_Record excerpts_
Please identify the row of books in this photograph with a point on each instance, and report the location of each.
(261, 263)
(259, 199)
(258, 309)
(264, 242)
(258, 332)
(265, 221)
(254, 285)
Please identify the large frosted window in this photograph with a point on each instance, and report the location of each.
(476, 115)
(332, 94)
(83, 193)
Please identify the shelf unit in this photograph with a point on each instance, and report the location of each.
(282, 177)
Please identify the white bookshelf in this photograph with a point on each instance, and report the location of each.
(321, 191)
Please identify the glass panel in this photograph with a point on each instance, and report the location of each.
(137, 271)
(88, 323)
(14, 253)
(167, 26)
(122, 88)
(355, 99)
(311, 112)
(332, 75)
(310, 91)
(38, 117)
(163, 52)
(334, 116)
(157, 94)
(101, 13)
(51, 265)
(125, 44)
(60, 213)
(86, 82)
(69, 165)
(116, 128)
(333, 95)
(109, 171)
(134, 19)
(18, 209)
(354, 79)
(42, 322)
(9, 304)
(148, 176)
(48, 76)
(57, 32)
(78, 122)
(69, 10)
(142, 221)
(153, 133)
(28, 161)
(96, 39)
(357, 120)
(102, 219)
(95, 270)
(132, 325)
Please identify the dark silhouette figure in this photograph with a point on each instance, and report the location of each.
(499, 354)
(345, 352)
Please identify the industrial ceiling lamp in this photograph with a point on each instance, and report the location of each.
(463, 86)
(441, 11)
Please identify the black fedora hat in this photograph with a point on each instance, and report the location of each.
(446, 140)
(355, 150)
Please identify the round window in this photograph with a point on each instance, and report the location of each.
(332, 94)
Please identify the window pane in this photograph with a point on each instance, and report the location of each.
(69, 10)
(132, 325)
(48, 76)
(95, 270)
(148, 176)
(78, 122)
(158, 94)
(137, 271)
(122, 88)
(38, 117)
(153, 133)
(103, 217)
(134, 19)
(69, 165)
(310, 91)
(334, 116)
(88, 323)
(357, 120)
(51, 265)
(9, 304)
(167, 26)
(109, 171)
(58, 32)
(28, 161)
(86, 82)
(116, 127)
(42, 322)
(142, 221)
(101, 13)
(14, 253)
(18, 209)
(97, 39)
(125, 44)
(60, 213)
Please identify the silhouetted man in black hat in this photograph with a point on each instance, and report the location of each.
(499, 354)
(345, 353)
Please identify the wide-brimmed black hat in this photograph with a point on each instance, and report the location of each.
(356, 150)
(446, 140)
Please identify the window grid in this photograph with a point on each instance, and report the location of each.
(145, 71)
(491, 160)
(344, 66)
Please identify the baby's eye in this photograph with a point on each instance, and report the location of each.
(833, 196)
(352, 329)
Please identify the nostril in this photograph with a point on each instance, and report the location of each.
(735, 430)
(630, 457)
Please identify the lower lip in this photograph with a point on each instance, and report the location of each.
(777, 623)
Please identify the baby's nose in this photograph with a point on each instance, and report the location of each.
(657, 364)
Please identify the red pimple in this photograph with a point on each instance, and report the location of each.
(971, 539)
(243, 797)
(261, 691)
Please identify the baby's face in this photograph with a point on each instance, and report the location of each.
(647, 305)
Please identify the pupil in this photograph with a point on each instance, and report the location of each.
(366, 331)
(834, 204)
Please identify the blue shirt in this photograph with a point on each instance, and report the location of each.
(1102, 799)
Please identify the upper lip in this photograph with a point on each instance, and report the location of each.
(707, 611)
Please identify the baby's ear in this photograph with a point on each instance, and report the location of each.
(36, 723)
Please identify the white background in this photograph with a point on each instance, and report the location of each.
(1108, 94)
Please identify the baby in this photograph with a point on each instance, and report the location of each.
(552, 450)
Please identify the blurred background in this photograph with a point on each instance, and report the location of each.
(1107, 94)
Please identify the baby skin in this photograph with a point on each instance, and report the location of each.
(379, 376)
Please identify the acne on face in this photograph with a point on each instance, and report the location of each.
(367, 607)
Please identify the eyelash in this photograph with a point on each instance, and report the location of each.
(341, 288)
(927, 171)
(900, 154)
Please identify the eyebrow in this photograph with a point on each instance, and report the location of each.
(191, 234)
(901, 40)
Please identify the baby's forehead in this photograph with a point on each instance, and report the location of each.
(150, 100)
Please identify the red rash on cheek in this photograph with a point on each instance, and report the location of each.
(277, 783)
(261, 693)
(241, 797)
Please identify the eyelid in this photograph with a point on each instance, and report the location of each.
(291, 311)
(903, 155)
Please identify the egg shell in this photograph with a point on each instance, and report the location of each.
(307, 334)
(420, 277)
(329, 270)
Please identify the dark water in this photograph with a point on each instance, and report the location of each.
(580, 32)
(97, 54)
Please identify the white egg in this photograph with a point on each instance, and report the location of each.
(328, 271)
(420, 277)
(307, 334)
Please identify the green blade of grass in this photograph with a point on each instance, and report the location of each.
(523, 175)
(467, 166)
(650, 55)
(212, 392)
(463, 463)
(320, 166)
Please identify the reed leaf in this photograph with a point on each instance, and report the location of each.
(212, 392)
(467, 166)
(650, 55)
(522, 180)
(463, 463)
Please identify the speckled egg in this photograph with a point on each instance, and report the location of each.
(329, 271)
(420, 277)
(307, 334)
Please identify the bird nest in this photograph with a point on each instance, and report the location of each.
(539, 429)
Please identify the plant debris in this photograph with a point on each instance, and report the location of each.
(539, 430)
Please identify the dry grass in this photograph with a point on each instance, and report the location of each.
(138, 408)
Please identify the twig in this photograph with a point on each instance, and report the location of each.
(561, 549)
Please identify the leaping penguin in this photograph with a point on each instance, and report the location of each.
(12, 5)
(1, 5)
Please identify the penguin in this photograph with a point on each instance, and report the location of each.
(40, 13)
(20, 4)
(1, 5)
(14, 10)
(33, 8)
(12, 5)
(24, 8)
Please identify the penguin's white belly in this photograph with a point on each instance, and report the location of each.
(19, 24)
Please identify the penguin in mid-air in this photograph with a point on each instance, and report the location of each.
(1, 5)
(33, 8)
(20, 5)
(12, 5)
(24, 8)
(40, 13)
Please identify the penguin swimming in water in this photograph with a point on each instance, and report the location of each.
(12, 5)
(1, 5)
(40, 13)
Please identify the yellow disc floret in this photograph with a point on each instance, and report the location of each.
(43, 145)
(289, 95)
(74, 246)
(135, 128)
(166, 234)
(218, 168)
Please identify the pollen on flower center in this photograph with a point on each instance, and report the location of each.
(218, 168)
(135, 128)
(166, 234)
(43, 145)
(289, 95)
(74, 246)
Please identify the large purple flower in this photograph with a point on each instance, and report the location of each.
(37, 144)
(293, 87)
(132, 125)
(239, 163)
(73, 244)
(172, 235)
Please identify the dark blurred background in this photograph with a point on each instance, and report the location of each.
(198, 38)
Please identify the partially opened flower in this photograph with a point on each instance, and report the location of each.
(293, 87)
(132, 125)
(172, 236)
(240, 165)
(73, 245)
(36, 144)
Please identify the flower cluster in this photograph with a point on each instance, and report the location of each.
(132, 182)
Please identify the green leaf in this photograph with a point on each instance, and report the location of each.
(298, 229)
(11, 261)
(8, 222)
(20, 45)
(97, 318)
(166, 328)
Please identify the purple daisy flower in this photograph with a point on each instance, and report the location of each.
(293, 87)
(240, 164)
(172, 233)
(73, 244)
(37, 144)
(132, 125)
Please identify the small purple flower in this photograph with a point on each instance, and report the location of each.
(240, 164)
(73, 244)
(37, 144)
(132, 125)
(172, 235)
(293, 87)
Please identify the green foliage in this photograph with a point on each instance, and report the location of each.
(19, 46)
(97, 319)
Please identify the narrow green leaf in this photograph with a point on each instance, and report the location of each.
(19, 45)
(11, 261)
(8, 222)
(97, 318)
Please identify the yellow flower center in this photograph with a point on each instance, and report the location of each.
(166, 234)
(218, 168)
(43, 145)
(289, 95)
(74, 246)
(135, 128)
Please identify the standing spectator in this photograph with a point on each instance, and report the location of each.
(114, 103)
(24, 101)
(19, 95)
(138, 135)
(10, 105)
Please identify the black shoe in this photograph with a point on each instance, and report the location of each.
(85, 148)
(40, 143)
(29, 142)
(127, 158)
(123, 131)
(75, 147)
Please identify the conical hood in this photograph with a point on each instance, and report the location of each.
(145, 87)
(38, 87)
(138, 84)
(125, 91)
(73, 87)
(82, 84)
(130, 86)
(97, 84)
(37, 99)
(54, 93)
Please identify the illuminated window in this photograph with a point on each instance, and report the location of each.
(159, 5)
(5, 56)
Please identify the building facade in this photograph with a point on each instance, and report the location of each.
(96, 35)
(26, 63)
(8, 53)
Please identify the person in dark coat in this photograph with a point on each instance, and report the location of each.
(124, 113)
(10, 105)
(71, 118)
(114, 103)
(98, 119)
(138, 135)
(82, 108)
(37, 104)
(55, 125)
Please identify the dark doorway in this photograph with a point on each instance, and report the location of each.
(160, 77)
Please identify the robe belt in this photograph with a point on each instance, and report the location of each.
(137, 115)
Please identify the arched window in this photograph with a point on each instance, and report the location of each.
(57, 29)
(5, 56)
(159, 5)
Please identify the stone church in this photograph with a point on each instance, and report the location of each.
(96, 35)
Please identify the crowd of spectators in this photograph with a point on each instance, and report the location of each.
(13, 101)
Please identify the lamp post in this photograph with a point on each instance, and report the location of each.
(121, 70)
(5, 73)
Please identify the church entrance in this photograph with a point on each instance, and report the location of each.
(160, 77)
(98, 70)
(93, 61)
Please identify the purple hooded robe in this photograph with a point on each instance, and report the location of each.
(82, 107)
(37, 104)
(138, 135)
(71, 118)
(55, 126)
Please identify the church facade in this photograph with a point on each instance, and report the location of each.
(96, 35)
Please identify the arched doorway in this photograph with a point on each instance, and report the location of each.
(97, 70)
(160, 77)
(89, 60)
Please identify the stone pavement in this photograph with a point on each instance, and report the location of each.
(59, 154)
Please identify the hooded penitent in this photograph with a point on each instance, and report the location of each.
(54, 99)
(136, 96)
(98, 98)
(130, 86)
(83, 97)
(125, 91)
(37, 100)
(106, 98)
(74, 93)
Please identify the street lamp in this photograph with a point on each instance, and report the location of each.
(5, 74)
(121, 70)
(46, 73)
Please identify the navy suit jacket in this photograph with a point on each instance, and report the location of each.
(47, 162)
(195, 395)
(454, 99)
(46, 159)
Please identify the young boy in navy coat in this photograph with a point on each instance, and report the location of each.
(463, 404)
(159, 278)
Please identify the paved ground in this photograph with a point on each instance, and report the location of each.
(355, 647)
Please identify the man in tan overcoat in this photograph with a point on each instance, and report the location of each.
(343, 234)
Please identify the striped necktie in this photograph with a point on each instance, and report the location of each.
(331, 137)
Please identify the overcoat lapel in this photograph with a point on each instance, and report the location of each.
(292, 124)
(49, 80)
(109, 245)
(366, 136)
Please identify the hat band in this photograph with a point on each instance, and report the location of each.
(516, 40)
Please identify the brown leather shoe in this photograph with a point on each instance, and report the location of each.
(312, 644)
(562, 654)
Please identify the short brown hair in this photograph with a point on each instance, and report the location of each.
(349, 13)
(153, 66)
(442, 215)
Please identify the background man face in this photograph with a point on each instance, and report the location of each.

_Given instruction_
Copy only this span: the line that contains "Please identify the church facade", the last line, and every line between them.

_Solution to this task_
Please identify the church facade in this photograph with a point on each instance, and report the location of each.
(96, 35)
Please identify the arched doorway in this photograph with a point on each instance, and report the location of each.
(97, 70)
(160, 77)
(89, 60)
Please identify the stone pavement in this photograph with a point on each instance, and report the location of each.
(59, 154)
Please identify the hooded penitent in this photograph with a point on each instance, and report the location of each.
(54, 99)
(136, 96)
(98, 98)
(130, 86)
(83, 97)
(125, 91)
(37, 100)
(106, 98)
(74, 93)
Please identify the street lamp in this photograph with a point on each instance, and report the location of each.
(5, 74)
(121, 70)
(46, 73)
Please identify the navy suit jacket in this photograph with a point on each instance, and report the location of each.
(47, 162)
(195, 395)
(454, 99)
(46, 159)
Please identify the young boy in navy coat in this photograph with a point on each instance, and report the location of each.
(463, 404)
(159, 278)
Please identify the paved ground in this photograph with a point on each instance, and report the location of each.
(355, 647)
Please identify the man in tan overcoat in this photograph with a point on each instance, and report the location of each.
(343, 234)
Please identify the striped necktie in this photograph with a point on each instance, and report the location of each.
(331, 137)
Please identify the overcoat lapel in this photograph with a point on each instance, and report the location of each.
(292, 124)
(49, 80)
(109, 245)
(366, 136)
Please identify the hat band in this photograph with a point on each instance, and report the location of each.
(516, 40)
Please identify the brown leather shoe in this photograph with a point on each instance, and report the location of each.
(312, 644)
(562, 654)
Please identify the short brown hair in this photograph with a point on each instance, and report the location of each.
(349, 13)
(153, 66)
(442, 215)
Please identify the background man face in this photograph with a point on each instance, and report the location of each.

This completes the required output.